THE REQUEST >>
Only the lines from the one containing "point: wooden table" through the end of the material are to be echoed, each exactly as it appears.
━━ ROWS ━━
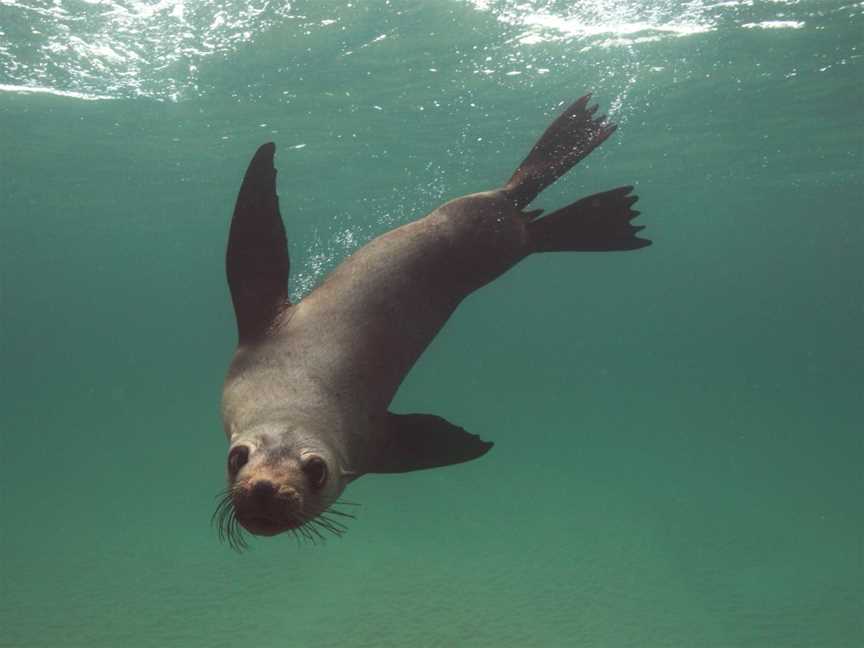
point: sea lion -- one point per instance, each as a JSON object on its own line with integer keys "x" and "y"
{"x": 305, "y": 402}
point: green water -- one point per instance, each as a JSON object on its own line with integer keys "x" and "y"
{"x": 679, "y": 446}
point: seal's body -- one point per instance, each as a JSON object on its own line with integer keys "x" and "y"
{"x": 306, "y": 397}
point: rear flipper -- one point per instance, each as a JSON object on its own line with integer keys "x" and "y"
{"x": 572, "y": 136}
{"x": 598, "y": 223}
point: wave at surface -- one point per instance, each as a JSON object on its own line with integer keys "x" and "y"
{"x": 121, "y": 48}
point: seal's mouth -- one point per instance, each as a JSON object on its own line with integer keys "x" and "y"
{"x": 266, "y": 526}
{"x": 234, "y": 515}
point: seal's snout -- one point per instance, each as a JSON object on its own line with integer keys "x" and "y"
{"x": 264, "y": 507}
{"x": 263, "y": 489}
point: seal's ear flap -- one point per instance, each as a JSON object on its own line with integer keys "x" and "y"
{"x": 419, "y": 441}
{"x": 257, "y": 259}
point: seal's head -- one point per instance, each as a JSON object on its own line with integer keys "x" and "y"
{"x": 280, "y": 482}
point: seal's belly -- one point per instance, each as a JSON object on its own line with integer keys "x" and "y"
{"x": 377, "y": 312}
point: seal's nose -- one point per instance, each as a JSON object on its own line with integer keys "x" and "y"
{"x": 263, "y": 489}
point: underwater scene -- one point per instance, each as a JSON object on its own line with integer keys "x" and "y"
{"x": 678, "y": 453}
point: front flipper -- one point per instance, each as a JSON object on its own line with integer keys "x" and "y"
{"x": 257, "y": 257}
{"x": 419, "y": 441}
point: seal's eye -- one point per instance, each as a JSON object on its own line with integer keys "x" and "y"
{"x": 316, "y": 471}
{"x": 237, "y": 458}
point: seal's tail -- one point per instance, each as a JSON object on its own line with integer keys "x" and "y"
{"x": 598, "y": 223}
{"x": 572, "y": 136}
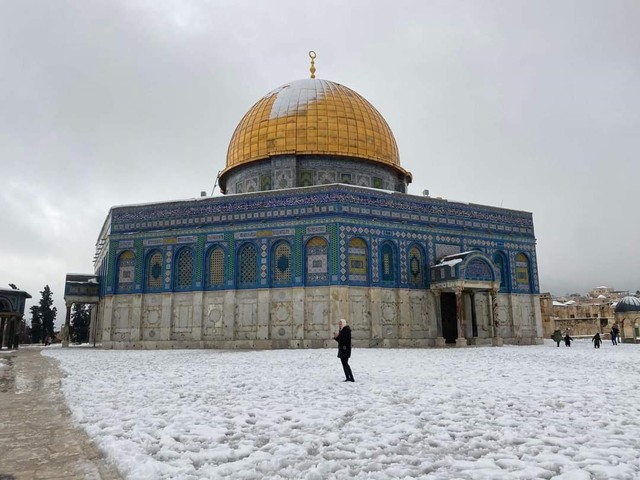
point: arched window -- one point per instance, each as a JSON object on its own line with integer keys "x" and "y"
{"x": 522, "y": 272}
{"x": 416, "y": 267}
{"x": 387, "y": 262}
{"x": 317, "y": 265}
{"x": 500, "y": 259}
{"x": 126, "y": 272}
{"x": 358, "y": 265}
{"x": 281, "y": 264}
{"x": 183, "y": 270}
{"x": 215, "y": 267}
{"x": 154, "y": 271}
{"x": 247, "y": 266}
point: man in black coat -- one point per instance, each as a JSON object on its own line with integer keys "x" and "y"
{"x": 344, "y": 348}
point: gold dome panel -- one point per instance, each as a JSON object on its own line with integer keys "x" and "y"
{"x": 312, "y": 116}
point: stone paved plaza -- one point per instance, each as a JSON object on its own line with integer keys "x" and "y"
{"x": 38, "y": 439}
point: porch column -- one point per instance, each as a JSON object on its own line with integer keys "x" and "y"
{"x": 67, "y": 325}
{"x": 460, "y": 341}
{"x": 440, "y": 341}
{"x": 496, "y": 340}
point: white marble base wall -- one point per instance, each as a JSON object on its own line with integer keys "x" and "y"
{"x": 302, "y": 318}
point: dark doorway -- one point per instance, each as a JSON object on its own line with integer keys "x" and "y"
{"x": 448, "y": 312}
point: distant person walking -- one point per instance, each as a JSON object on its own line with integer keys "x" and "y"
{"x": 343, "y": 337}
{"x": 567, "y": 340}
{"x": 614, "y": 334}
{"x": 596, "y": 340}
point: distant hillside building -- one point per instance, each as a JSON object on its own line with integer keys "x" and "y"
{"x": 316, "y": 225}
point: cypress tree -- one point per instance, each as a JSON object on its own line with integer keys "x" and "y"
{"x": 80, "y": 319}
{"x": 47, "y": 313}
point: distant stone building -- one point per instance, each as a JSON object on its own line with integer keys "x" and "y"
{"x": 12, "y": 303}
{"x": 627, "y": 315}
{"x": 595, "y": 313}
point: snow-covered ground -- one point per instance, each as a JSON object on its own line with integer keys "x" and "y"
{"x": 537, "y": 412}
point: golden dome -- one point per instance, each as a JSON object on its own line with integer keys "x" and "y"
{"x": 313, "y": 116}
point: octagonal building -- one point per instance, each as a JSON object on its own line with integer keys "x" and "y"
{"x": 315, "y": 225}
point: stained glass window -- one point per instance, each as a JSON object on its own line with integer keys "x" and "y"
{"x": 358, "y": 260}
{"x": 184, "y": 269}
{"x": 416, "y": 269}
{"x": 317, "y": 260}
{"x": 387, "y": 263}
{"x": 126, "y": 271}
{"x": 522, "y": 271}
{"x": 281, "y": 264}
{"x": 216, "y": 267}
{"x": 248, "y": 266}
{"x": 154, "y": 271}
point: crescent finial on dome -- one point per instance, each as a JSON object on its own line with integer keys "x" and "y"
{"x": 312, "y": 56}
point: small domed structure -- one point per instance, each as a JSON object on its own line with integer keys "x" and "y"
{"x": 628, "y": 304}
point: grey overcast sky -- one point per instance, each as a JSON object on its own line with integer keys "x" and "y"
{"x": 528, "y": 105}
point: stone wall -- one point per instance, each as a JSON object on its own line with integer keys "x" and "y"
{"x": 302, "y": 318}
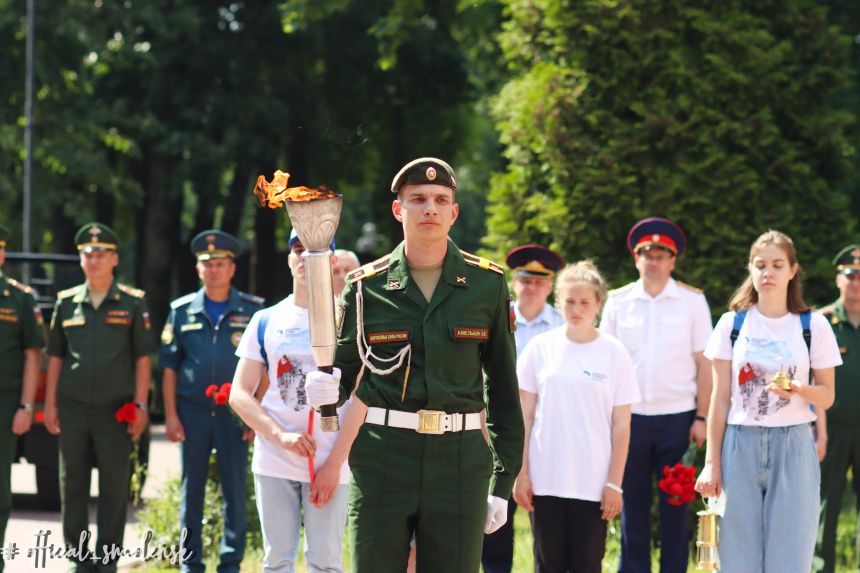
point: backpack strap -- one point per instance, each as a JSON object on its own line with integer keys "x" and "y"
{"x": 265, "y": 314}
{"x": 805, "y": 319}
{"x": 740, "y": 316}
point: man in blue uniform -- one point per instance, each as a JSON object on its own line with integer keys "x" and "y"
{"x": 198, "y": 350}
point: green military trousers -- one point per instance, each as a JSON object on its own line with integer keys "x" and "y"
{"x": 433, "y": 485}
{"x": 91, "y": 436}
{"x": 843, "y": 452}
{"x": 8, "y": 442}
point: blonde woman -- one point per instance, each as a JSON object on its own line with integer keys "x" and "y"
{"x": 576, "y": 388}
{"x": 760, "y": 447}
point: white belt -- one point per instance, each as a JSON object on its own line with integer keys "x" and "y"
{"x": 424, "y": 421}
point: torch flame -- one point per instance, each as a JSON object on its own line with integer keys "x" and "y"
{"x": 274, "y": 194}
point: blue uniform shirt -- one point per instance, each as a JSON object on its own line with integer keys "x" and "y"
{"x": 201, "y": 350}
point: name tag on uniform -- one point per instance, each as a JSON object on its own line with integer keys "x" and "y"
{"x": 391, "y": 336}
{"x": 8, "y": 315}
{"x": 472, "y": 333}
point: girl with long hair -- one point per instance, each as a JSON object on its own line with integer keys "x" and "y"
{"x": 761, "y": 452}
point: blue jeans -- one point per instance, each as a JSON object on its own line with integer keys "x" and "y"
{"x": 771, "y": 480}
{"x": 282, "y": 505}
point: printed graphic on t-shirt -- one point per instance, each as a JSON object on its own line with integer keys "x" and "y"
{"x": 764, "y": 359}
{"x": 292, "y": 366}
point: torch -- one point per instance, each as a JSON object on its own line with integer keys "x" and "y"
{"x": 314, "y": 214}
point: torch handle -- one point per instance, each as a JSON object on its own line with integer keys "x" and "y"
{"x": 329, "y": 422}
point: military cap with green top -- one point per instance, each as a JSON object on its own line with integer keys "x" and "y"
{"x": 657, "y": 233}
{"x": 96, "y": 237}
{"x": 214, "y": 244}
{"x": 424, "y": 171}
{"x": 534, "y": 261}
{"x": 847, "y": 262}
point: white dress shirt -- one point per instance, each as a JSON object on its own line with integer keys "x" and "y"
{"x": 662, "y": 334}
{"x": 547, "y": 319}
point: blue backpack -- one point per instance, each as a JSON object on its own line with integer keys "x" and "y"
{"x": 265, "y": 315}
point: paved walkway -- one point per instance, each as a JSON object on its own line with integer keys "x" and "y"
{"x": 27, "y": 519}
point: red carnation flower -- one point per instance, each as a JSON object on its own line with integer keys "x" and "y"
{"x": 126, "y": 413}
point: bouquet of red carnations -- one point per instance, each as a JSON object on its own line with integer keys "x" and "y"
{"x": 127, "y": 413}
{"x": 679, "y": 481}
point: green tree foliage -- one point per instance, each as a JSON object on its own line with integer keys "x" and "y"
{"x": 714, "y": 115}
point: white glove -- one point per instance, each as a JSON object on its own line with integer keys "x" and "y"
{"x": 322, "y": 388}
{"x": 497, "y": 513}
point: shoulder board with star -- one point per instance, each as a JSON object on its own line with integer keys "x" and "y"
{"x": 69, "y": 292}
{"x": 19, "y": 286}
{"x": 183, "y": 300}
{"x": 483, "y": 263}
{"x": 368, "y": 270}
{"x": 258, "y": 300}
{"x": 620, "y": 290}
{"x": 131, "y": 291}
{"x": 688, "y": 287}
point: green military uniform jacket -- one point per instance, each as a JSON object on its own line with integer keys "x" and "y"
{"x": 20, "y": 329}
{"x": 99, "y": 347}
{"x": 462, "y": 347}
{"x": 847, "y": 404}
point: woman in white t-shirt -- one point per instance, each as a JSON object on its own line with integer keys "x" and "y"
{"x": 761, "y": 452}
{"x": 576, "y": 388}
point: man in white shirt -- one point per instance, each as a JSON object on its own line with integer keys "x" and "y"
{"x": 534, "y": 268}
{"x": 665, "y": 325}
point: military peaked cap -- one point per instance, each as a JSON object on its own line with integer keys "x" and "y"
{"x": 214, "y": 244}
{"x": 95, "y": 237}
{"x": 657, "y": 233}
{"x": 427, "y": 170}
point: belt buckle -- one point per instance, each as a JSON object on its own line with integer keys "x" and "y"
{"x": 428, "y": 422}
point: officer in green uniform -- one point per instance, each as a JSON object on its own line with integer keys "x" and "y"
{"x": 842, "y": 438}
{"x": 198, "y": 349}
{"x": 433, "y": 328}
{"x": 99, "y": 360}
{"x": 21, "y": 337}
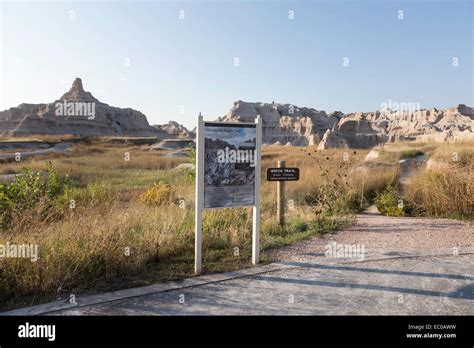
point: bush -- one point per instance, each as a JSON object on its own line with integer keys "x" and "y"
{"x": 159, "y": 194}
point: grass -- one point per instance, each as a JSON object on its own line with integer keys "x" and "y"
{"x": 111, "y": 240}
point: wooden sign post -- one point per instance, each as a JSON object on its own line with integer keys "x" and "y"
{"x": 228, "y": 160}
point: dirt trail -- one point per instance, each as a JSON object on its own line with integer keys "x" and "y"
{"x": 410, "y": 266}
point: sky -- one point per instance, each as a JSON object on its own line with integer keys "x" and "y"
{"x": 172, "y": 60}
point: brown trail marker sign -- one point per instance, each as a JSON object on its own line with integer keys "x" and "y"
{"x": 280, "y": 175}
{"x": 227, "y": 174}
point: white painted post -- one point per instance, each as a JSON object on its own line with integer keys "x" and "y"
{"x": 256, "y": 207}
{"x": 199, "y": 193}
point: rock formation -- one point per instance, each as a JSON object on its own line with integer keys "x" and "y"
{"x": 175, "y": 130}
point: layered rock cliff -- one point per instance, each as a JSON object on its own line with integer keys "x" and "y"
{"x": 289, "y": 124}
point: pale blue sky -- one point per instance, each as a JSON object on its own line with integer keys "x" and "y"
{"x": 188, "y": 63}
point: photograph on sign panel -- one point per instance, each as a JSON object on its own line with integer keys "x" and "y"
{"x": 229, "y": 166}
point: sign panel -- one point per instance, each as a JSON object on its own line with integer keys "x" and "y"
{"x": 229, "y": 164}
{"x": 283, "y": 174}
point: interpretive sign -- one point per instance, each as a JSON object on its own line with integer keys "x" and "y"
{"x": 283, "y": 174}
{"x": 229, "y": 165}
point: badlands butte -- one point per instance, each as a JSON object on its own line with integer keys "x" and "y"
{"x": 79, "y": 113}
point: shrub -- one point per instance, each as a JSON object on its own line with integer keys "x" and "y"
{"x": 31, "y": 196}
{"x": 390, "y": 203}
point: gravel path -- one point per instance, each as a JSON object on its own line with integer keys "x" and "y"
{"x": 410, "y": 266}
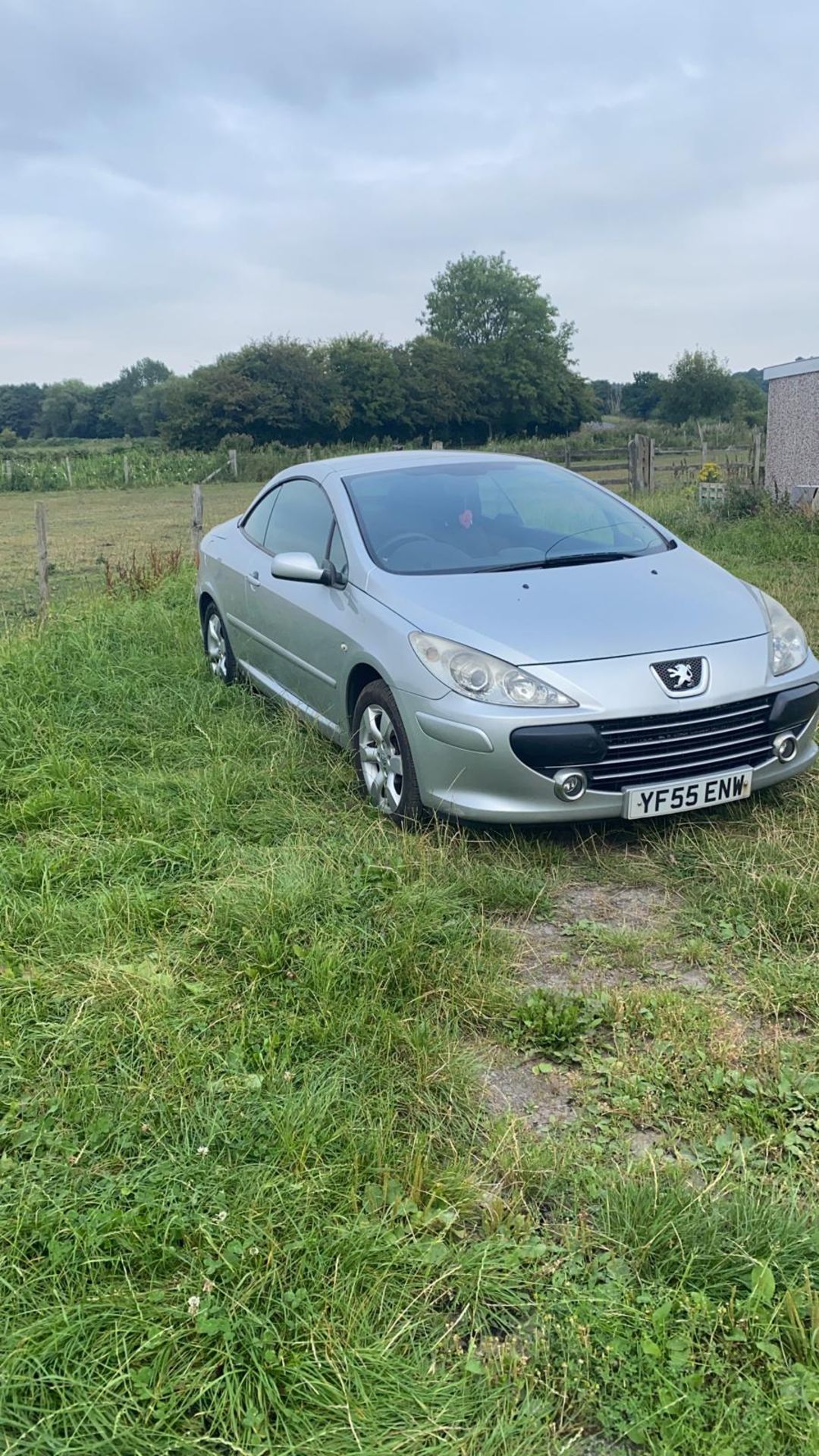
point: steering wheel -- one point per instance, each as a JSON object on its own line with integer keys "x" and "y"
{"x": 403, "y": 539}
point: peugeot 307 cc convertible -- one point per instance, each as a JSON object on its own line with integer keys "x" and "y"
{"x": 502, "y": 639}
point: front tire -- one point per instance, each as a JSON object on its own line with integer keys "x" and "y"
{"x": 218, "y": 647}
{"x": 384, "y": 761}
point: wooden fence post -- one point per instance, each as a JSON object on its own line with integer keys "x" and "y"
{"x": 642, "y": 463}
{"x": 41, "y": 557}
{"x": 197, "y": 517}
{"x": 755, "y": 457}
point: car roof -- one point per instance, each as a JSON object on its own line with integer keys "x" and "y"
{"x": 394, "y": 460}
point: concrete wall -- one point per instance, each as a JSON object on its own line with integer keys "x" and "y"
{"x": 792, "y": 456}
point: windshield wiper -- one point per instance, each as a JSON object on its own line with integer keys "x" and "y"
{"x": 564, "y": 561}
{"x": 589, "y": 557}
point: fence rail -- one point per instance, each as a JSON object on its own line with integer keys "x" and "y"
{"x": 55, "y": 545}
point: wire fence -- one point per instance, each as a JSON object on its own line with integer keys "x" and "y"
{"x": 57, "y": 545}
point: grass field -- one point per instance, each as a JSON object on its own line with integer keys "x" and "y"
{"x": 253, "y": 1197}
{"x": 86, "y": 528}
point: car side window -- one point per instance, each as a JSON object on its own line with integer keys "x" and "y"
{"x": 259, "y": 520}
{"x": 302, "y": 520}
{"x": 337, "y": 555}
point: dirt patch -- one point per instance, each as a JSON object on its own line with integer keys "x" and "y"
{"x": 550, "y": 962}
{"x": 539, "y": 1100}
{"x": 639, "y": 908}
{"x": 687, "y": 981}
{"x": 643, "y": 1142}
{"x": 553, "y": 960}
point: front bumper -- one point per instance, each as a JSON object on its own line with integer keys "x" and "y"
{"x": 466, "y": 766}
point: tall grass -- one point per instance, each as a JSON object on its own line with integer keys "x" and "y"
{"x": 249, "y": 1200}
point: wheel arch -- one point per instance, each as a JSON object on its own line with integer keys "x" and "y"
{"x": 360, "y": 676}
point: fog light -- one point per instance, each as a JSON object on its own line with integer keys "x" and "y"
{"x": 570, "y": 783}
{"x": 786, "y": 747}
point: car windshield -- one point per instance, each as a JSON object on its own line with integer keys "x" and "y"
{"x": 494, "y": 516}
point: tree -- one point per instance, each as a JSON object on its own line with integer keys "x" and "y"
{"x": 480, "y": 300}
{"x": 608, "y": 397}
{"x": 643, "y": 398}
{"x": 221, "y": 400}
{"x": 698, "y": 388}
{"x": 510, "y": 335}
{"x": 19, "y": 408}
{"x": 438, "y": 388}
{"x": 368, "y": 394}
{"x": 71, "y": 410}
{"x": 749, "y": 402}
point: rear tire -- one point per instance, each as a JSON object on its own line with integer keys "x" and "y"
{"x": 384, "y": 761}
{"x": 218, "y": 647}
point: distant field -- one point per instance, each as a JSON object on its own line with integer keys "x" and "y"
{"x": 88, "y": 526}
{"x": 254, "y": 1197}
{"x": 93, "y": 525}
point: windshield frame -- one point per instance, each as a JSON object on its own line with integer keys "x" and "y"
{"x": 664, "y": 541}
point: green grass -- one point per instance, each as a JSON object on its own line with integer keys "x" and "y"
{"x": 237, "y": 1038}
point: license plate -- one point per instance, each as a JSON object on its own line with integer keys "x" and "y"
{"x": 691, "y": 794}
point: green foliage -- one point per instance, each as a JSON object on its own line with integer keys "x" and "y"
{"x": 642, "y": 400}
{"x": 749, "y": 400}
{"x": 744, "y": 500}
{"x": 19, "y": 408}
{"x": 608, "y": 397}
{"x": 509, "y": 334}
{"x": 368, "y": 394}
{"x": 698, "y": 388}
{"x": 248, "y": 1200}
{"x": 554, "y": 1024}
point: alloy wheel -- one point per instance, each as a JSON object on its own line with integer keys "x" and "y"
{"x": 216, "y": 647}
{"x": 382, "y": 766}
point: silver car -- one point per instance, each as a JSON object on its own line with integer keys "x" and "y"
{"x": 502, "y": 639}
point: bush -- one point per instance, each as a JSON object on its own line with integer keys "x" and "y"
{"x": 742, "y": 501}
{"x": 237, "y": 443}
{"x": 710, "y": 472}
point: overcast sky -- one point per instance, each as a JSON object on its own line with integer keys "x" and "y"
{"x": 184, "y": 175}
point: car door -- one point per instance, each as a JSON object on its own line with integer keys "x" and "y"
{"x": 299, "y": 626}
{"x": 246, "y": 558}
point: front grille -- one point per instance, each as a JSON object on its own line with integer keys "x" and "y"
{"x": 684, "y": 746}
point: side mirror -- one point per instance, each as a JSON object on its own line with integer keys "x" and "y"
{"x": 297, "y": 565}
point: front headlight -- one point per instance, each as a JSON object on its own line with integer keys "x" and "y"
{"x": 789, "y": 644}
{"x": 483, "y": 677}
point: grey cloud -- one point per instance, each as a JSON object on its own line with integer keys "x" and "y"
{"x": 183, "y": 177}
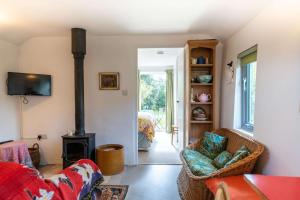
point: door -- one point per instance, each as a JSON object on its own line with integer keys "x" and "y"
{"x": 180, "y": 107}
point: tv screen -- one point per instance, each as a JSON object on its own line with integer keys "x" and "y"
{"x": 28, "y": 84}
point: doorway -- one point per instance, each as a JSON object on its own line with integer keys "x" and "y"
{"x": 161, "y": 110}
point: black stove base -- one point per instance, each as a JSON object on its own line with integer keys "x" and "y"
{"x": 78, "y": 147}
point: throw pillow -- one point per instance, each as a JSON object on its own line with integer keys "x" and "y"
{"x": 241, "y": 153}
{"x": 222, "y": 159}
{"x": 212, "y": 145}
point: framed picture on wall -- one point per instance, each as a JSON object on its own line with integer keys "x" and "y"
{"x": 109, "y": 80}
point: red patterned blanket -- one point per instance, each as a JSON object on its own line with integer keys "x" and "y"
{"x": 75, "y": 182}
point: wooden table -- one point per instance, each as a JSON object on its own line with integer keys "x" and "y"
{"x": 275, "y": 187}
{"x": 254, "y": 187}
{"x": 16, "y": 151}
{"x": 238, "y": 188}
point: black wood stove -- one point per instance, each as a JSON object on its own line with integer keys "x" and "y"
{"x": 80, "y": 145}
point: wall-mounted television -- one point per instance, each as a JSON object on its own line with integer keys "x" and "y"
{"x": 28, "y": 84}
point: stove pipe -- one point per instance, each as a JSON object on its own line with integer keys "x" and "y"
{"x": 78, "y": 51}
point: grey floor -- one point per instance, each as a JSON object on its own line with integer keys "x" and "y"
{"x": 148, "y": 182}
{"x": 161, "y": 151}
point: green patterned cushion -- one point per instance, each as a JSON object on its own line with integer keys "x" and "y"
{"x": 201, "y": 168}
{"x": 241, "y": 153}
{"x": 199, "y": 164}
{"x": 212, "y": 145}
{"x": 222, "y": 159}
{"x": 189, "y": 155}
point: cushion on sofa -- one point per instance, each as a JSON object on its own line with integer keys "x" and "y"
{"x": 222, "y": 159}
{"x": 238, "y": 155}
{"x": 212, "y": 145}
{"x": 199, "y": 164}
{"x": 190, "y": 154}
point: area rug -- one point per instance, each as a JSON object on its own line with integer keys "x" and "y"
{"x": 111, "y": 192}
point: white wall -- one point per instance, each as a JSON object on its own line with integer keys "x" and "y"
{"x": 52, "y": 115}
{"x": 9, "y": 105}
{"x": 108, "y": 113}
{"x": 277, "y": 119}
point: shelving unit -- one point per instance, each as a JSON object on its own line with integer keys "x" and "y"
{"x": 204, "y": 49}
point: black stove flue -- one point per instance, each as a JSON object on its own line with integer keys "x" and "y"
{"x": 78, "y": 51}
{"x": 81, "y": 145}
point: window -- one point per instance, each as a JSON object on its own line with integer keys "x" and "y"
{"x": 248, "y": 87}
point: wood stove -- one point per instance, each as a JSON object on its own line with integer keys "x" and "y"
━━━
OUTPUT FOR THIS TASK >>
point: wooden table -- one point per instance, each as a JSON object on its own line with integer keys "x" and "y"
{"x": 275, "y": 187}
{"x": 254, "y": 187}
{"x": 16, "y": 151}
{"x": 238, "y": 188}
point: black wood stove -- one point per instance, each as a JSON object on its own line with integer keys "x" and "y"
{"x": 80, "y": 145}
point: wall-mounted television -- one point per instance, each as a JSON object on its own line with integer keys "x" and "y"
{"x": 28, "y": 84}
point: stove pipe -- one point per instance, each as a JSON object on its own line with integer keys "x" and "y"
{"x": 78, "y": 51}
point: grey floor -- one point per instance, each as a JSON object on its own line with integer keys "x" and "y"
{"x": 148, "y": 182}
{"x": 161, "y": 151}
point: green patterned cushion -- one point per instance, each as a JSON object on its own line with integer keys "x" and "y"
{"x": 201, "y": 168}
{"x": 241, "y": 153}
{"x": 199, "y": 164}
{"x": 212, "y": 145}
{"x": 222, "y": 159}
{"x": 189, "y": 155}
point: cushion on sofa -- one point per instance, each as a JSON object on its own line with integer keys "x" and "y"
{"x": 222, "y": 159}
{"x": 238, "y": 155}
{"x": 212, "y": 145}
{"x": 199, "y": 164}
{"x": 190, "y": 154}
point: area rug -- one point per instance, each as a JSON object on its own line with integer keys "x" and "y"
{"x": 111, "y": 192}
point: white wall -- one point per instance, each as a JSON object on its own line with integer keys "x" and "y"
{"x": 52, "y": 115}
{"x": 9, "y": 105}
{"x": 108, "y": 113}
{"x": 277, "y": 119}
point: shelving unit -- one point per instance, each as a JSON object on its own line with integer keys "x" and "y"
{"x": 204, "y": 49}
point: black stove flue -- one point per instance, each as a JSON object on its own line with integer keys "x" and "y"
{"x": 78, "y": 51}
{"x": 81, "y": 145}
point: window -- one point per instance, each as a JSON object on its own line with integer keys "x" and "y"
{"x": 248, "y": 87}
point: wood stove -- one point per instance, each as a JSON object on its own line with integer keys "x" and "y"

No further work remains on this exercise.